▸ Activity
I'd like every entry transcribed word for word, with no pictures.

▸ Input data
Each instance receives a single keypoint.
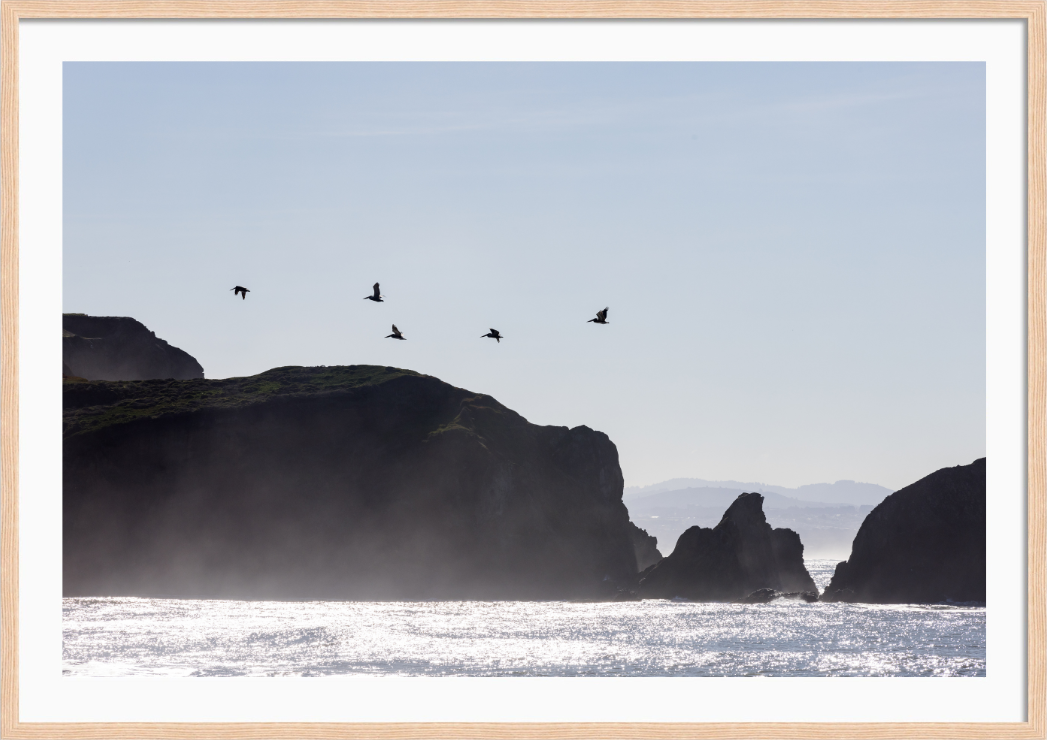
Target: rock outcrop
(333, 483)
(925, 543)
(116, 348)
(645, 547)
(741, 555)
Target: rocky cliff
(116, 348)
(923, 543)
(333, 483)
(740, 555)
(645, 547)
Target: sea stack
(740, 555)
(117, 348)
(353, 483)
(925, 543)
(645, 546)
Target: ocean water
(124, 636)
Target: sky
(793, 254)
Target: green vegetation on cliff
(93, 405)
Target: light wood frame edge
(1033, 12)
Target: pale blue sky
(794, 254)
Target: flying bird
(601, 317)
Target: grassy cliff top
(92, 405)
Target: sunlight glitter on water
(184, 637)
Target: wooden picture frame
(1033, 13)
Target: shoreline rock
(355, 483)
(925, 543)
(741, 555)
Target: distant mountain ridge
(845, 492)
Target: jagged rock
(764, 596)
(333, 483)
(740, 555)
(645, 547)
(116, 348)
(761, 596)
(925, 543)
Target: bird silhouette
(601, 317)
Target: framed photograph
(522, 368)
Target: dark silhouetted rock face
(333, 483)
(111, 348)
(923, 543)
(738, 556)
(645, 547)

▸ Output for this task
Each instance receives a single keypoint.
Target: rock outcrop
(333, 483)
(925, 543)
(116, 348)
(645, 547)
(741, 555)
Target: rocky cliff
(116, 348)
(923, 543)
(333, 483)
(740, 555)
(645, 547)
Target: sea stack
(740, 555)
(117, 348)
(353, 483)
(925, 543)
(645, 546)
Target: ocean water
(124, 636)
Target: sky
(793, 254)
Target: green vegetation on cliff
(93, 405)
Target: light wood frame edge
(1033, 12)
Target: pale blue sky
(794, 254)
Target: flying bird
(601, 317)
Target: grassy cliff top
(92, 405)
Target: sunlight glitter on water
(184, 637)
Target: wooden picture frame
(1033, 13)
Target: shoreline rock
(355, 483)
(925, 543)
(741, 555)
Target: distant mountain ridge
(845, 492)
Target: jagged rock
(764, 596)
(333, 483)
(740, 555)
(645, 547)
(116, 348)
(761, 596)
(925, 543)
Target: bird silhouette
(601, 317)
Target: framed photograph
(522, 368)
Target: dark silhouetted rock face
(333, 483)
(111, 348)
(923, 543)
(738, 556)
(645, 547)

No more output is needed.